[Set of tasks]
1. Can you copy the kidney donor passage word for word, beginning at the words "During those physicals, health" and stopping after "fighting esophageal cancer."?
2. Would you write the next part of the article about Steve Preston's search for a kidney donor, picking up right after its final sentence?

[Passage]

He beat those odds, but around 12 years later a second diagnosis hit.

As he was recovering, he would get yearly physicals through the fire department in addition to his endless medical appointments.

During those physicals, health care professionals began seeing a decline in his kidney function. The issue stems from PPIs, which are acid-suppressing drugs. For Preston, he has to take the medication due to the elaborate surgery he had while fighting esophageal cancer.

Preston has been put on the organ recipient list for Upstate Medical, which will take three years if no one steps up as a living donor directly.

“I don’t think I’ll be alive in three years,” expressed Preston.

This man who spent his life serving his community, now needs his community’s help in finding him an organ donor.

You can contact the Living Donor Coordinator with Upstate Medical by calling 315-464-5413.

If you’d like to see if you’re a match for Steve Preston, give them his name and birthdate, which is 5/31/1957.

The Chief of Transplant Services with Upstate Medical, Dr. Mark Laftavi, explains most healthy adults can donate a kidney.

[Listed records]
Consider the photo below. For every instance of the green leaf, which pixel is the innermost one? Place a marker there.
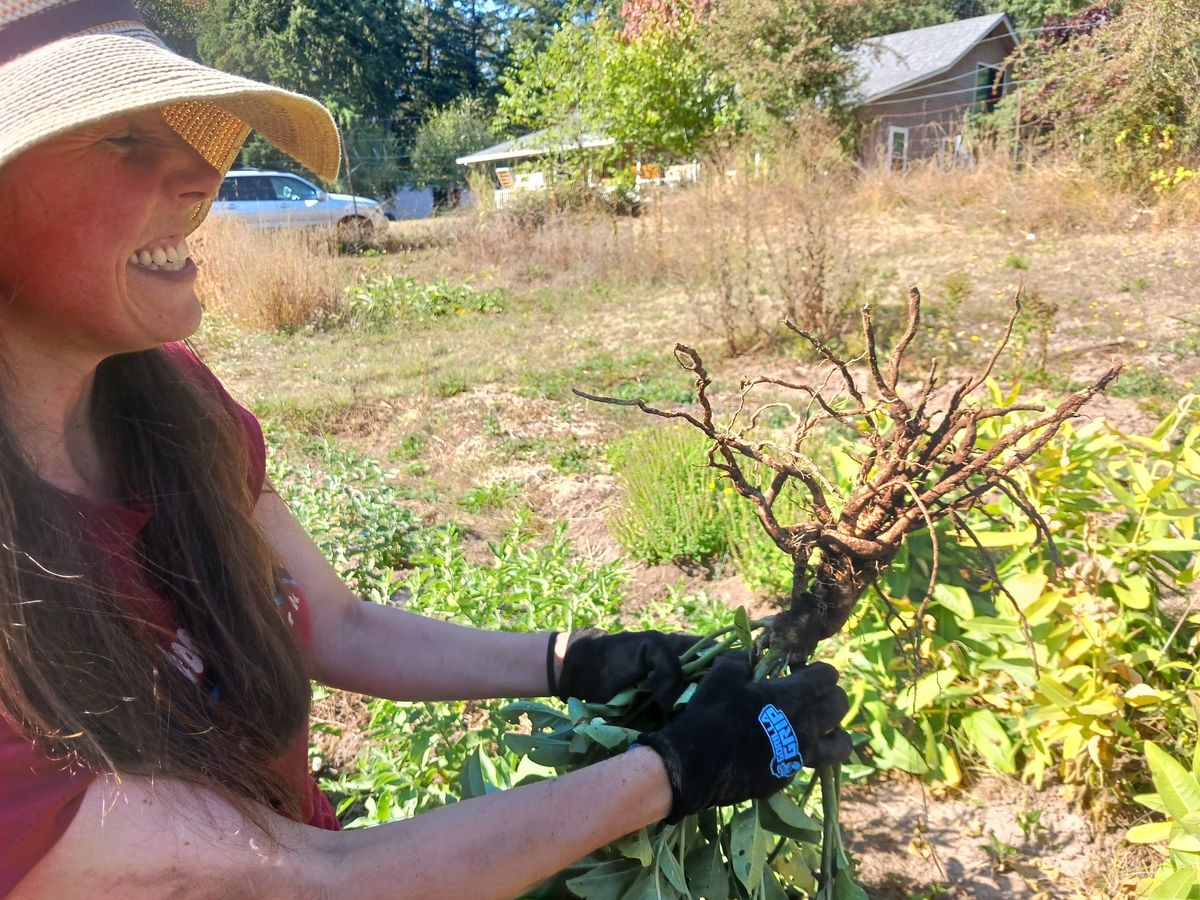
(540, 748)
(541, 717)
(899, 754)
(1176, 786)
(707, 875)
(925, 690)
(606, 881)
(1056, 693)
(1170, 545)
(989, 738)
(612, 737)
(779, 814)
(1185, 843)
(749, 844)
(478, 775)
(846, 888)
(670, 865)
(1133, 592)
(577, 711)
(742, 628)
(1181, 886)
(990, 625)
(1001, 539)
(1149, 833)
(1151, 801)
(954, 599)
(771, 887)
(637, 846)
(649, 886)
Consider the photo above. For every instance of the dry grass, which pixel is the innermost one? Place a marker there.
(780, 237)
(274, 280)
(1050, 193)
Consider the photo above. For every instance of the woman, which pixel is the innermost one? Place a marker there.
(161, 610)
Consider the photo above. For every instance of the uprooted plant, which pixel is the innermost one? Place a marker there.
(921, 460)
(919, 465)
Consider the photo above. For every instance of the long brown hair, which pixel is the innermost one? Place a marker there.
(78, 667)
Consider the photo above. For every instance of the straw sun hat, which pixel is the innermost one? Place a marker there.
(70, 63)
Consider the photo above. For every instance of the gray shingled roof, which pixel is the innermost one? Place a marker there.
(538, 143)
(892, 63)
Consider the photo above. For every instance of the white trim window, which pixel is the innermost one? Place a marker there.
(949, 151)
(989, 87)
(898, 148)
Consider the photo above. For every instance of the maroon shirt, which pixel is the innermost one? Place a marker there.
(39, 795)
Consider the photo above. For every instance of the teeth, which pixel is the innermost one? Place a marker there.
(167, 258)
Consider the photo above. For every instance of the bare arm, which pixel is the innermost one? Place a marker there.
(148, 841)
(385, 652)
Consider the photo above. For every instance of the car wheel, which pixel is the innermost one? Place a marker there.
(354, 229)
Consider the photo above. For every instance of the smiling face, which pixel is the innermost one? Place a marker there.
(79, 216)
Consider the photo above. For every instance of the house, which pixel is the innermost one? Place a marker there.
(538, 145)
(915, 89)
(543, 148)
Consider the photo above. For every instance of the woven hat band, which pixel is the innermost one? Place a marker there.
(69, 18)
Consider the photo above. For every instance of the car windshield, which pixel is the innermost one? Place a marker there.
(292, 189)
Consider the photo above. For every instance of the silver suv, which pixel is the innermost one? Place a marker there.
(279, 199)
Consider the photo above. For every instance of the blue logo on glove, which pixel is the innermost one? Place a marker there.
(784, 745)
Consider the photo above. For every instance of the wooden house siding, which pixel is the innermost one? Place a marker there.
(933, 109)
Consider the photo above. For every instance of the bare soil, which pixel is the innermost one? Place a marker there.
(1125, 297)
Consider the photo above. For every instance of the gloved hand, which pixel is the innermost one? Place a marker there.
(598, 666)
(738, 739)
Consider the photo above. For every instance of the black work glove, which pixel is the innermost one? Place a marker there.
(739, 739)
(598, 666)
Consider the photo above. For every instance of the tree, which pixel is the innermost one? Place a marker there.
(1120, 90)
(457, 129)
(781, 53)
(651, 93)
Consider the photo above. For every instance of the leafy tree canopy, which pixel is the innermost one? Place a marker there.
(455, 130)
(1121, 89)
...
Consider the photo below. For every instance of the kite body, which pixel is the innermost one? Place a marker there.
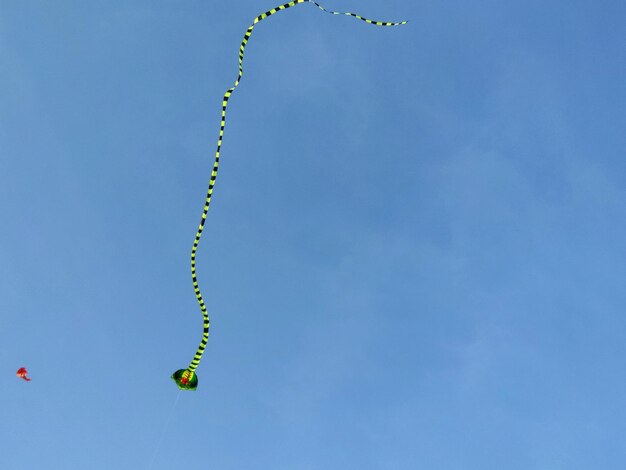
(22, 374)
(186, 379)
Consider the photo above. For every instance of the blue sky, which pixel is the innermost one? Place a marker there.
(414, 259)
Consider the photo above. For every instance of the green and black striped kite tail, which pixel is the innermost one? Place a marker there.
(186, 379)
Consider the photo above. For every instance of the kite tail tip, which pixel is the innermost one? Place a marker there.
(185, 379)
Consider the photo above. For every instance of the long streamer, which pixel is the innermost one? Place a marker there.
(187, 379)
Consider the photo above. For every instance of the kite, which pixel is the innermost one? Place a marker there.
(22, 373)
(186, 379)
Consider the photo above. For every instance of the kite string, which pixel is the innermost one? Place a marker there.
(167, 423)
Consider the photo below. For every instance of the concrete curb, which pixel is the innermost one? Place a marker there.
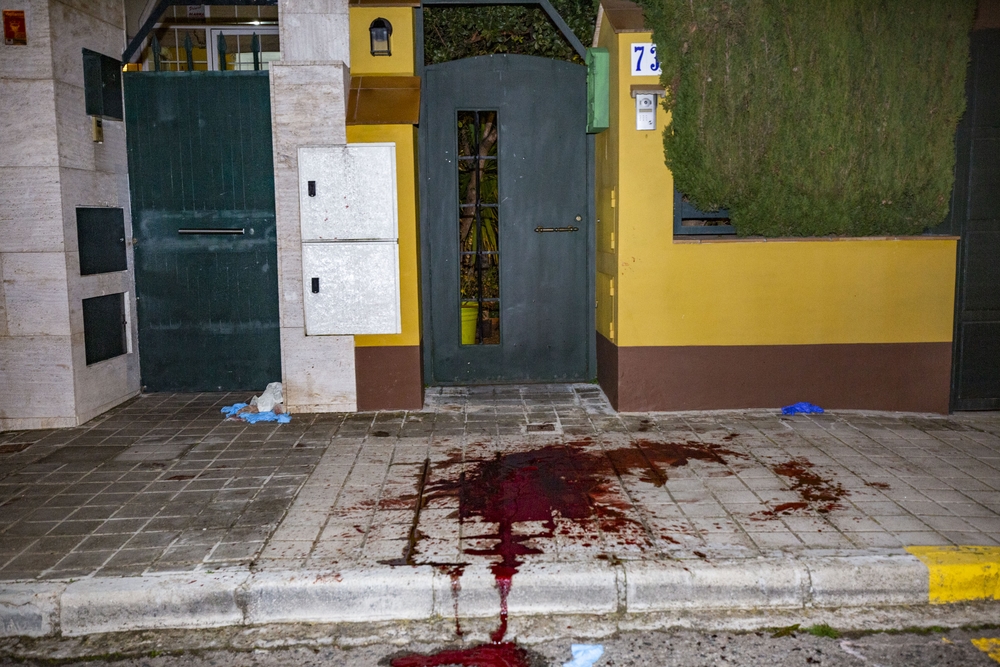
--
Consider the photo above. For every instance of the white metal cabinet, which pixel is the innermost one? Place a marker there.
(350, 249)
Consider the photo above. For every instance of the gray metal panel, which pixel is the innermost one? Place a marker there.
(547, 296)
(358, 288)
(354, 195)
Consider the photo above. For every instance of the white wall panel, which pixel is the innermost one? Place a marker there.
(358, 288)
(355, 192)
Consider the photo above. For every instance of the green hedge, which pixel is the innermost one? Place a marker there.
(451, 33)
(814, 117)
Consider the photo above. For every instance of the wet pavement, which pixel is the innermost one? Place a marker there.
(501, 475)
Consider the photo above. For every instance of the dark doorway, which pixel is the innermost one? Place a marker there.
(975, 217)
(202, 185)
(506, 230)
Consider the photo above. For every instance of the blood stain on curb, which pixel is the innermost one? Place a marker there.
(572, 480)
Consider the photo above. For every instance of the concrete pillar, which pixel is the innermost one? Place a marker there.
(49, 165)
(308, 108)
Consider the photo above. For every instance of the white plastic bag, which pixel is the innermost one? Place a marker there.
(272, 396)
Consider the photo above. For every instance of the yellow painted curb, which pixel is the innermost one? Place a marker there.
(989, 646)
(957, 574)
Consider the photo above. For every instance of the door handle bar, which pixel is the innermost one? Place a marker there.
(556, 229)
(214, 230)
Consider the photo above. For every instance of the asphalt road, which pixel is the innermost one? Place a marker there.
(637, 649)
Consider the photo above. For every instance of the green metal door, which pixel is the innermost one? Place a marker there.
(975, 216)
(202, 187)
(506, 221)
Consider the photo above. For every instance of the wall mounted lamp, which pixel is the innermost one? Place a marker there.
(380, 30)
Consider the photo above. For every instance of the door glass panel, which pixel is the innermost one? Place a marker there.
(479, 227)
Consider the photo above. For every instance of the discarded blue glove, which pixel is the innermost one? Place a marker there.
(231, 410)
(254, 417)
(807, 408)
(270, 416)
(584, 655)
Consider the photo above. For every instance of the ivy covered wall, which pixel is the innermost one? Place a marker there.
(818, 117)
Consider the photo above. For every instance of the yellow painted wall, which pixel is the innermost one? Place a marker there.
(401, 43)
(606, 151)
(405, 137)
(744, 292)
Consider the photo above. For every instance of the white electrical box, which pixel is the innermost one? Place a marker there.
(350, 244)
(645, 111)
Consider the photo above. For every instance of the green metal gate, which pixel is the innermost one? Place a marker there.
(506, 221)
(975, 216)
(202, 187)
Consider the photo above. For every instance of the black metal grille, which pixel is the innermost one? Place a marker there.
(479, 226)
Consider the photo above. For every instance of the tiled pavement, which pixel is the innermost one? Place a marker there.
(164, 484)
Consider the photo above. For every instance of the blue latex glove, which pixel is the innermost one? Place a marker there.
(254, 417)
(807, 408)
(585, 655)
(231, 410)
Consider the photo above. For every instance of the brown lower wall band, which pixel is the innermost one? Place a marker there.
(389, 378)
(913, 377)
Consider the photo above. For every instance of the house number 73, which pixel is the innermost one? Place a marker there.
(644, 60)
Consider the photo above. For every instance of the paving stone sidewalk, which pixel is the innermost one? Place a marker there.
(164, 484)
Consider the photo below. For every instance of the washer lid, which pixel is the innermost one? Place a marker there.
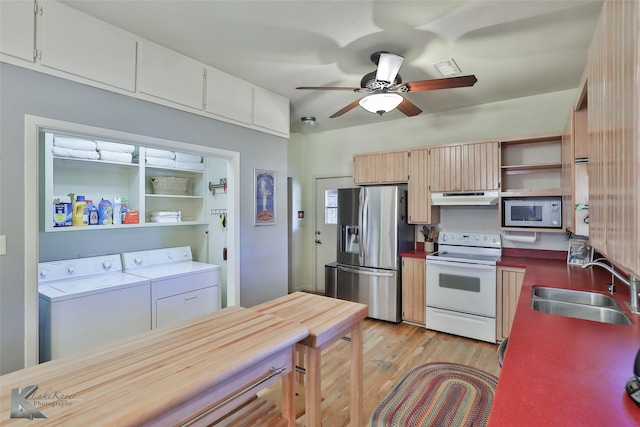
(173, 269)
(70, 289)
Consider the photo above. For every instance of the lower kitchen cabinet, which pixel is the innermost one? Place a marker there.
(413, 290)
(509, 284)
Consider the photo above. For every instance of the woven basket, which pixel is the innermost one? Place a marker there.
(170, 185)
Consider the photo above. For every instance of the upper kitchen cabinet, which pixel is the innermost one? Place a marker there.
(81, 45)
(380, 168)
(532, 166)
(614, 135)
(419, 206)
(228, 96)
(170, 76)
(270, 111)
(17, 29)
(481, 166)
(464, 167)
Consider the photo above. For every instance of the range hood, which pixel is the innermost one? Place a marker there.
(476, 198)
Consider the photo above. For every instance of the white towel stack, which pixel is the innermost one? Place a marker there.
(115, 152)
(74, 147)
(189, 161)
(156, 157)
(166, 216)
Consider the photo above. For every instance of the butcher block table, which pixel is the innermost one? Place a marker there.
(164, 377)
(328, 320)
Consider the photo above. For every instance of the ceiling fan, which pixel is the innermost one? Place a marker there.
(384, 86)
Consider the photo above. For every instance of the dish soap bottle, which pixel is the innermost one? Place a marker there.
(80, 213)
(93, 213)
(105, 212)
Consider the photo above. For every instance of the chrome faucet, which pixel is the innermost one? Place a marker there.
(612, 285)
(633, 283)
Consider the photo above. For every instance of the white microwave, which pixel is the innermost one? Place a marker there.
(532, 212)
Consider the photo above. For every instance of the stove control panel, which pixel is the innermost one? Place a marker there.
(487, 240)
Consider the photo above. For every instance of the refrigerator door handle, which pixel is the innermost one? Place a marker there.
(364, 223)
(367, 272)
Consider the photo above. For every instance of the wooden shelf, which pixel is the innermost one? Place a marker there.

[Answers to the tasks]
1.
During those physicals, health care professionals began seeing a decline in his kidney function. The issue stems from PPIs, which are acid-suppressing drugs. For Preston, he has to take the medication due to the elaborate surgery he had while fighting esophageal cancer.

2.
He explained you will go through an evaluation, both medically and mentally, to see if you are fit as a match. At no point is there any penalty to you if you change your mind.

“Even if we’re rolling into the operating room, you can raise your hand and change your mind. We just stop there. There is certainly no pressure,” he said.

He also stressed that there is no financial obligation to the donor, everything is paid for by the recipient’s insurance.

He explained the procedure is simple, with a complication risk of less than two percent. Most patients can go home after a day or two.

In addition, a donor will be checked on a yearly basis.

He explained it is a policy that if the donor needs an organ donation at any time in their life, they will always be put at the top of the list.

“They did their gift to society, society recognizes that,” he said.

Even though it is a matter of life or death for Mr. Preston, the trained emergency responder continues to think of the other lives he could save by sharing his story.

And while his chosen career caused his current health predicament, he says he will never regret being a firefighter.